→ **WHAT TO WORK ON**: Please pull out every line of the records below that contains the string "person", matching case exactly.

→ **MATERIAL PROVIDED**:
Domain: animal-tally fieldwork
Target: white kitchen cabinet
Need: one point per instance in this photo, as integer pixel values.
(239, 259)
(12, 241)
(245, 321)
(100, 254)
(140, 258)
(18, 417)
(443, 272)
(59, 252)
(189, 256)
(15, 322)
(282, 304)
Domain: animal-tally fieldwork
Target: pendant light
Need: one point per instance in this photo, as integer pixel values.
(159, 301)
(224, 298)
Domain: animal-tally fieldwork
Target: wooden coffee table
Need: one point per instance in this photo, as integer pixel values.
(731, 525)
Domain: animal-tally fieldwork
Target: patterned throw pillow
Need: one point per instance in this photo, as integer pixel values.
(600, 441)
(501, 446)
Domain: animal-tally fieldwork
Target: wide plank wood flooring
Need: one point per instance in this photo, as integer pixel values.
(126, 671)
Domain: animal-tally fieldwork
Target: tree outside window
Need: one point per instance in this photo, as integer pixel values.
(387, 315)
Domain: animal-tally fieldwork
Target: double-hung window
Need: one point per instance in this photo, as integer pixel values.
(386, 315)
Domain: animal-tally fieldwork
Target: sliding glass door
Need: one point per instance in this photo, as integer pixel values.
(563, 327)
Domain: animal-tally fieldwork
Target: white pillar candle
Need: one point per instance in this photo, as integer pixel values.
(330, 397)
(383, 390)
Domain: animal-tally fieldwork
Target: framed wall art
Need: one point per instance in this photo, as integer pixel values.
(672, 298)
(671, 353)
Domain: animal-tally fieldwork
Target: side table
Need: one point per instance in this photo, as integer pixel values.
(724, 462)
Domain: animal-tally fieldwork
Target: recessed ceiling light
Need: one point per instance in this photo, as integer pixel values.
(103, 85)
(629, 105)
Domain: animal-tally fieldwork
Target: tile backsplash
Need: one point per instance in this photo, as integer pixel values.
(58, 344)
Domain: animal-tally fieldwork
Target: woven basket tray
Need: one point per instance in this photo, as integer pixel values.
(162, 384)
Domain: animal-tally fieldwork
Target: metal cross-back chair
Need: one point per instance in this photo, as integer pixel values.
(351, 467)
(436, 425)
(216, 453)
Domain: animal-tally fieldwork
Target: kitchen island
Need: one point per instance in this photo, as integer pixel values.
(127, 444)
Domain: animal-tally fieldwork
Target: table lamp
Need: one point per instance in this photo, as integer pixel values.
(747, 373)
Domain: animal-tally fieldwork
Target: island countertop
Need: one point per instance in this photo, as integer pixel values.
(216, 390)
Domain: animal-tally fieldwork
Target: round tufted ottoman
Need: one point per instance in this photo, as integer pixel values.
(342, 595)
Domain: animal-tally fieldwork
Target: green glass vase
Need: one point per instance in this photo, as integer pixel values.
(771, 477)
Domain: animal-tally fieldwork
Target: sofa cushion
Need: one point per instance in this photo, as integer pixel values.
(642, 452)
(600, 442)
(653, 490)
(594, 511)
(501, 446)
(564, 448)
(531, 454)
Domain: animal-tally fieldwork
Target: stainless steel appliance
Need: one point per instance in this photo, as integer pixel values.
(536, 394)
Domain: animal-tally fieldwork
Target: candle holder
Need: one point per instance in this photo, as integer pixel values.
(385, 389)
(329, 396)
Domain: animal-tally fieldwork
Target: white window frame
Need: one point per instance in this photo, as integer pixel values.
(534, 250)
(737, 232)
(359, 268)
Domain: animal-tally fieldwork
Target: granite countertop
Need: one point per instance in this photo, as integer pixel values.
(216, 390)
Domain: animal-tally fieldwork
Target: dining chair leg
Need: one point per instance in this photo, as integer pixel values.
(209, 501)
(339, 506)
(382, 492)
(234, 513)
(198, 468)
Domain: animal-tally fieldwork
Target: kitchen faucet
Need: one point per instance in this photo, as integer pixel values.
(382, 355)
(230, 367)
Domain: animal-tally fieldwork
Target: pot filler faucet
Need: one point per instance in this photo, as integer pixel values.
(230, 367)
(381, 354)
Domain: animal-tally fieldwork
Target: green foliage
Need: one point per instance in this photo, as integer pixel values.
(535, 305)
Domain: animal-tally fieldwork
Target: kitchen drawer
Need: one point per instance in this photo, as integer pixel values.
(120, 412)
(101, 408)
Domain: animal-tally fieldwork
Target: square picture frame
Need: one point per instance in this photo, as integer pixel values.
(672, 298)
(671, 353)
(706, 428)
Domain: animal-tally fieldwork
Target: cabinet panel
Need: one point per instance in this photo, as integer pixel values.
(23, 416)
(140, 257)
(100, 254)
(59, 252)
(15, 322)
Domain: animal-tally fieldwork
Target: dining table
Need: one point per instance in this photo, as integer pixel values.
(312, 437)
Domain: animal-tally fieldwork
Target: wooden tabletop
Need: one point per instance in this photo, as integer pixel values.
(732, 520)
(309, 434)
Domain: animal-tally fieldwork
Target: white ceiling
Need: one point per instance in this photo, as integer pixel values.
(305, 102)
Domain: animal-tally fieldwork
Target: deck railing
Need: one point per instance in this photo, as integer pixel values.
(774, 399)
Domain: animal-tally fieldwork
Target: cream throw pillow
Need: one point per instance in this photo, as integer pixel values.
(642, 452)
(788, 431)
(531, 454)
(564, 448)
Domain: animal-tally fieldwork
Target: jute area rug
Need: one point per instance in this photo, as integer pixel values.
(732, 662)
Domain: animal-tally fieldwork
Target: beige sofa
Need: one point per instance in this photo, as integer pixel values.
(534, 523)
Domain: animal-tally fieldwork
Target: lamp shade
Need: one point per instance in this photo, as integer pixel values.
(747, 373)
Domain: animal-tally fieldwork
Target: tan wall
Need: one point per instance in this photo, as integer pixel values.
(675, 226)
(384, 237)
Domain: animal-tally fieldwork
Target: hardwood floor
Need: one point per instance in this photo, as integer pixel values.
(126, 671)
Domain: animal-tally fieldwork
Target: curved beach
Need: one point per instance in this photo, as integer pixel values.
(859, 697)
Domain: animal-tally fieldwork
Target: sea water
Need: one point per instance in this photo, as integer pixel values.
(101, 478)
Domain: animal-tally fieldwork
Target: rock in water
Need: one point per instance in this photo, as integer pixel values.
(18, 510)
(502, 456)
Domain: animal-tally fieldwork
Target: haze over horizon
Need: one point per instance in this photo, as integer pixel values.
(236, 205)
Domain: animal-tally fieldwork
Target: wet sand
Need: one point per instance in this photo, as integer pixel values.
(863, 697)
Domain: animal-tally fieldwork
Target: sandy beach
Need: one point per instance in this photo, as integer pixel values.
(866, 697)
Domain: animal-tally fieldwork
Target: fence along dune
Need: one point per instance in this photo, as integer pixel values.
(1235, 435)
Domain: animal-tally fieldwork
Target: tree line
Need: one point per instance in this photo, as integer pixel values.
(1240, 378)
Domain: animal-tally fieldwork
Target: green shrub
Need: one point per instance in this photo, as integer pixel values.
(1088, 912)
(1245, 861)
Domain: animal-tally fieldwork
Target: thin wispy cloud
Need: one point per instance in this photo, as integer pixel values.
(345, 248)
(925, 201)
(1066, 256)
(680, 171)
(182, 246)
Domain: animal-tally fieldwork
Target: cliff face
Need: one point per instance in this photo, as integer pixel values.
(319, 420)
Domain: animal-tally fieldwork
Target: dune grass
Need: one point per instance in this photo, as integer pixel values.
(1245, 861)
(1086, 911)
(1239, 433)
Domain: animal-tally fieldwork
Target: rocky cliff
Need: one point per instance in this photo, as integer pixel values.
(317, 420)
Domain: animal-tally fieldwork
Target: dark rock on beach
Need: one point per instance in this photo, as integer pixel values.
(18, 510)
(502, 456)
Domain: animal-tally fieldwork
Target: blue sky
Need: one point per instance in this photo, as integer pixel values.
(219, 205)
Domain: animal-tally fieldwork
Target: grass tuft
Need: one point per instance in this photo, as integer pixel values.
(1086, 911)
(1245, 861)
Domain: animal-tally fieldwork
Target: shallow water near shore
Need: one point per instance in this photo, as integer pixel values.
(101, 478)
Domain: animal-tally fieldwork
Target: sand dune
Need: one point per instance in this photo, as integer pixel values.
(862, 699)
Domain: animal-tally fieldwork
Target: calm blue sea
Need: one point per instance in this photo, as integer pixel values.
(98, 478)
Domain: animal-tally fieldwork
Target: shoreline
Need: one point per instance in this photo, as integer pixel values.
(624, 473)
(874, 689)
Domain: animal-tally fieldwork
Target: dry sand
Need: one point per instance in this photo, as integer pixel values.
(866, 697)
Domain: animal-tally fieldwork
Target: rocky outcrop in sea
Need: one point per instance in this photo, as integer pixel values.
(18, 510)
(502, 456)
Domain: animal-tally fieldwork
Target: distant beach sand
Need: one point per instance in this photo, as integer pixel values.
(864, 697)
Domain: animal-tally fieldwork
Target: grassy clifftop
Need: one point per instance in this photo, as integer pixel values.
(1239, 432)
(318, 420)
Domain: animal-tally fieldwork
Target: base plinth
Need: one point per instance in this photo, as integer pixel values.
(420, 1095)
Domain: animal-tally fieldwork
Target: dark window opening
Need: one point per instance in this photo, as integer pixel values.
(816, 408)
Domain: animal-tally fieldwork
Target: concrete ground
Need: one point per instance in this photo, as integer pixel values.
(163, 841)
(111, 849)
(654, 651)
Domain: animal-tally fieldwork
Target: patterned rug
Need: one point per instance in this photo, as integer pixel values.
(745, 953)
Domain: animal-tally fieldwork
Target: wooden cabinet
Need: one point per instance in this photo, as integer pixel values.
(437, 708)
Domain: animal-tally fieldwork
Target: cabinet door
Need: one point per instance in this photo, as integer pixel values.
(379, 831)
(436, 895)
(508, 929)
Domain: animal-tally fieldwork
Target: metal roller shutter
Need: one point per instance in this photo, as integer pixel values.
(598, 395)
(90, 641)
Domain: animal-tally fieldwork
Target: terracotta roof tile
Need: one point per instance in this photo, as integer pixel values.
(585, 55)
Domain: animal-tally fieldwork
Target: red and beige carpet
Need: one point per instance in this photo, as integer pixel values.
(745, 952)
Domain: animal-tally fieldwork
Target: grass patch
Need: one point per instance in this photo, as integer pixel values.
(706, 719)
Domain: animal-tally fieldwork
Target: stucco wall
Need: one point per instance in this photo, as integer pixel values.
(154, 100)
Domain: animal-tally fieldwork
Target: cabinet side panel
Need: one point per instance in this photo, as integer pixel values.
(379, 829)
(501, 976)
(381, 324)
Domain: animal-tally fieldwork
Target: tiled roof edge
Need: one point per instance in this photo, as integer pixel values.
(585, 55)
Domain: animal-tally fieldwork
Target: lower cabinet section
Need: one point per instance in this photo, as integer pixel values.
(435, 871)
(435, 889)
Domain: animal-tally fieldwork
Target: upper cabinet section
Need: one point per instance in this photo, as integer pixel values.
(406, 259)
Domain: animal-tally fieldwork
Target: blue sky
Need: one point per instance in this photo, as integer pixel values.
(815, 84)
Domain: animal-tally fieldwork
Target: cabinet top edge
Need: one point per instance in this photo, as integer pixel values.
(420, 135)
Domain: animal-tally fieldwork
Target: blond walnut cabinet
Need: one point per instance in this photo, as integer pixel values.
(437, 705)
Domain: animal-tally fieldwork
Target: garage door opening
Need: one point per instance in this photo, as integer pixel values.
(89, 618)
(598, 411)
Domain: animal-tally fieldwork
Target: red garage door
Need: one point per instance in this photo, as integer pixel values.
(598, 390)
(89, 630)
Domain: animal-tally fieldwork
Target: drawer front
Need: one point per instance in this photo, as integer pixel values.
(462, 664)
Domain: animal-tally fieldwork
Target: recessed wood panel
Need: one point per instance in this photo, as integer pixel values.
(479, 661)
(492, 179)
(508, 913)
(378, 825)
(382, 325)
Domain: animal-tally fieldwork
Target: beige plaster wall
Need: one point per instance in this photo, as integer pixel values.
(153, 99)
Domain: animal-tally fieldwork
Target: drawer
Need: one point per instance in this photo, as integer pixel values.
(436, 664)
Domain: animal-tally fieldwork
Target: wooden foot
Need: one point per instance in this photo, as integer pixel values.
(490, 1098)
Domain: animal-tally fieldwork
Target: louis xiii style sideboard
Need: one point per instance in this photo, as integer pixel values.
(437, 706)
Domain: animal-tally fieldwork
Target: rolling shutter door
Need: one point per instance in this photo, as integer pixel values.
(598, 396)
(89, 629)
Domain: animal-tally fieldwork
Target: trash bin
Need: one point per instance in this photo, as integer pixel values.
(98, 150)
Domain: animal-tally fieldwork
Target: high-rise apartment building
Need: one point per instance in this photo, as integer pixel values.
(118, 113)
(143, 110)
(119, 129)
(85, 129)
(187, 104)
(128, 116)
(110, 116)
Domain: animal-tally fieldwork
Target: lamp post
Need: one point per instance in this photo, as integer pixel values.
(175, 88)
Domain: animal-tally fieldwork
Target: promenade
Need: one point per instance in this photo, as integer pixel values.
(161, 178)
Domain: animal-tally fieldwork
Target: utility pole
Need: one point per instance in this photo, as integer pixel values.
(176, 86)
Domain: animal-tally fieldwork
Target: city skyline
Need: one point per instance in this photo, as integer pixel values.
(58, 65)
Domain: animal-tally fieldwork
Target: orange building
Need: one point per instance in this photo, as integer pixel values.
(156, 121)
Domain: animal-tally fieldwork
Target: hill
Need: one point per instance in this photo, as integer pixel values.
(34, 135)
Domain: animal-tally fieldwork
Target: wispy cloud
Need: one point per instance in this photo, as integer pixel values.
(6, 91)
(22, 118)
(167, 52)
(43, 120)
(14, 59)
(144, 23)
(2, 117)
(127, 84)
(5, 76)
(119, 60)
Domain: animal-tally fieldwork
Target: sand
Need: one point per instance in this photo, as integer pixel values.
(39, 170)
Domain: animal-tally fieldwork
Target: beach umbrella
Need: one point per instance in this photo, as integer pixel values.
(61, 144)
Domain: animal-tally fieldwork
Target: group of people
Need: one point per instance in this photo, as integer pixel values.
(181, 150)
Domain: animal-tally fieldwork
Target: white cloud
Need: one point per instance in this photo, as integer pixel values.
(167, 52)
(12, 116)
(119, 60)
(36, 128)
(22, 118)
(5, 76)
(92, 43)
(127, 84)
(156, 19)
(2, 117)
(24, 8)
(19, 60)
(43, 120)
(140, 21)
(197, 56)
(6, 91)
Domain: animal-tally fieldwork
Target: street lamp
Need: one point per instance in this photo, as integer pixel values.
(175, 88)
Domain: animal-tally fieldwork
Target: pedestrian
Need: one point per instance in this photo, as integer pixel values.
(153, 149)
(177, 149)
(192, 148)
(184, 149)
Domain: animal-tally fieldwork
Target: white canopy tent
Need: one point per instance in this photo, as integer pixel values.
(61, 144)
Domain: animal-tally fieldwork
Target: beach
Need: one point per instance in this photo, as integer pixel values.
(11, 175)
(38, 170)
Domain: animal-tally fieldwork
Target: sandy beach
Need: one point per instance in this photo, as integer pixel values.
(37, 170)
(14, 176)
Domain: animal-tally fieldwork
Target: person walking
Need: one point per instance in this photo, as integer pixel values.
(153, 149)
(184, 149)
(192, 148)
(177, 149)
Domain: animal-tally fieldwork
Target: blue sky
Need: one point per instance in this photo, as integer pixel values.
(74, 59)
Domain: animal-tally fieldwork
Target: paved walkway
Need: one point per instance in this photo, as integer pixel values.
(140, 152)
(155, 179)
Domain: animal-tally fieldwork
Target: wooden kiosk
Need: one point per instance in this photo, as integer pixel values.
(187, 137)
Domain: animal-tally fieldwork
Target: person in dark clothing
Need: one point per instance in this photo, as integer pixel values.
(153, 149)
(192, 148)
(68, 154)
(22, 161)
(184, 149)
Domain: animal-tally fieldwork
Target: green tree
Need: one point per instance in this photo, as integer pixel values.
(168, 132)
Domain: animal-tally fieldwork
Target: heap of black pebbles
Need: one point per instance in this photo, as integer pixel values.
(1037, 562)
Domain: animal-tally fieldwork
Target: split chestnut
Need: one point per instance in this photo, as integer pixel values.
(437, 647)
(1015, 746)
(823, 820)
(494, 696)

→ **THE SOLUTION**:
Target: person walking
Target: person in dark clothing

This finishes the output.